## Problem
Edit the rows below so that every occurrence of "laid out as in this sample" becomes "formatted like this sample", leaving all other text unchanged.

Point-based annotation data:
START

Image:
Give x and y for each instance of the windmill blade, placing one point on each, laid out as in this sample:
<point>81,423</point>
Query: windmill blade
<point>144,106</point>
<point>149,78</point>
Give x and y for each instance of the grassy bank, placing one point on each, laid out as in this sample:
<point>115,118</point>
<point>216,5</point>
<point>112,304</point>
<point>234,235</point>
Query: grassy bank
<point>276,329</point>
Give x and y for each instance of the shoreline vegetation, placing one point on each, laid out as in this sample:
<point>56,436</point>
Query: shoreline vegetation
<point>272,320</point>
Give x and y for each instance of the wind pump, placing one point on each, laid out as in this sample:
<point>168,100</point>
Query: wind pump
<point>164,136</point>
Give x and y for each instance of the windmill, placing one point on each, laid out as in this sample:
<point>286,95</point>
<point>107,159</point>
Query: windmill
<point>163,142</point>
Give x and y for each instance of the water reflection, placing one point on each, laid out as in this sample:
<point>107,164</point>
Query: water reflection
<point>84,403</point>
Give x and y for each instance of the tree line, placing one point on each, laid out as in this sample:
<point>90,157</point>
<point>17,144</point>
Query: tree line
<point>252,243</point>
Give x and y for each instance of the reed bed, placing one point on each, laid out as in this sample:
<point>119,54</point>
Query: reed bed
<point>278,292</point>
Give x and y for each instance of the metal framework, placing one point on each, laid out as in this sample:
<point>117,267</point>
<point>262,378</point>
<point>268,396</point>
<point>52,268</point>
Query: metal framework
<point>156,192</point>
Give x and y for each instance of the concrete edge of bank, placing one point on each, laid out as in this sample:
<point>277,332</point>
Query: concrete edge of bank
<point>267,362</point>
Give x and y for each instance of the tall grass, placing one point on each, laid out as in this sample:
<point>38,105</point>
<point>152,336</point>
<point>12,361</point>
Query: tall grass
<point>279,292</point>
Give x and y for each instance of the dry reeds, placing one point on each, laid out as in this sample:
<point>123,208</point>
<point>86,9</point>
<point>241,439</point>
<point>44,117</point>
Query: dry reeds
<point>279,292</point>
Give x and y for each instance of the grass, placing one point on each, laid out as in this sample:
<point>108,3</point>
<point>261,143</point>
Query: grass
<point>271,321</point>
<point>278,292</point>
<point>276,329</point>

END

## Finished exercise
Image:
Give x and y for each instance of the windmill blade, placing one point on each, formatted like this sample:
<point>81,423</point>
Query: windmill blade
<point>144,106</point>
<point>149,78</point>
Give x and y for each instance of the grassy bank, placing one point on each, formatted like this sample:
<point>115,118</point>
<point>216,5</point>
<point>112,304</point>
<point>234,235</point>
Query: grassy bank
<point>276,329</point>
Give x and y for each instance of the shoreline vegetation, placing one point on each, formatted like this sample:
<point>56,436</point>
Query: shoreline vegetation
<point>272,320</point>
Give x and y for each instance of the wind pump, placing one point on each, formatted like this sample:
<point>168,100</point>
Query: wind pump
<point>164,136</point>
Give x and y for each instance of the windmill, placing one point on each, formatted like this sample:
<point>286,95</point>
<point>107,159</point>
Query: windmill
<point>163,142</point>
Give x and y for each instance of the water reflection, placing one point on each, formatted like this sample:
<point>107,164</point>
Query: water reflection
<point>84,403</point>
Give x and y for each instance of the tree line, placing one point on each, formatted like this sample:
<point>90,157</point>
<point>17,144</point>
Query: tree line
<point>252,243</point>
Give x and y for each instance of the reed bed, placing one point on each, formatted like this sample:
<point>119,54</point>
Query: reed bed
<point>278,292</point>
Give x and y for each instance of the metal framework, placing one point on each, formatted like this sample:
<point>117,267</point>
<point>262,378</point>
<point>268,396</point>
<point>52,268</point>
Query: metal framework
<point>156,192</point>
Give x and y for each instance of the concrete edge of bank, placing one point on each, formatted like this sample:
<point>277,332</point>
Query: concrete edge of bank
<point>267,362</point>
Give x and y for each instance of the tall grass, placing one point on each, formatted like this sample:
<point>38,105</point>
<point>152,336</point>
<point>12,361</point>
Query: tall grass
<point>279,292</point>
Give x and y for each instance of the dry reeds, placing one point on each, formatted like this sample:
<point>123,208</point>
<point>86,9</point>
<point>241,439</point>
<point>44,117</point>
Query: dry reeds
<point>279,292</point>
Give x and y for each instance of the grass, placing one point on each, formatted like this sample:
<point>108,3</point>
<point>261,143</point>
Query: grass
<point>271,321</point>
<point>278,292</point>
<point>276,329</point>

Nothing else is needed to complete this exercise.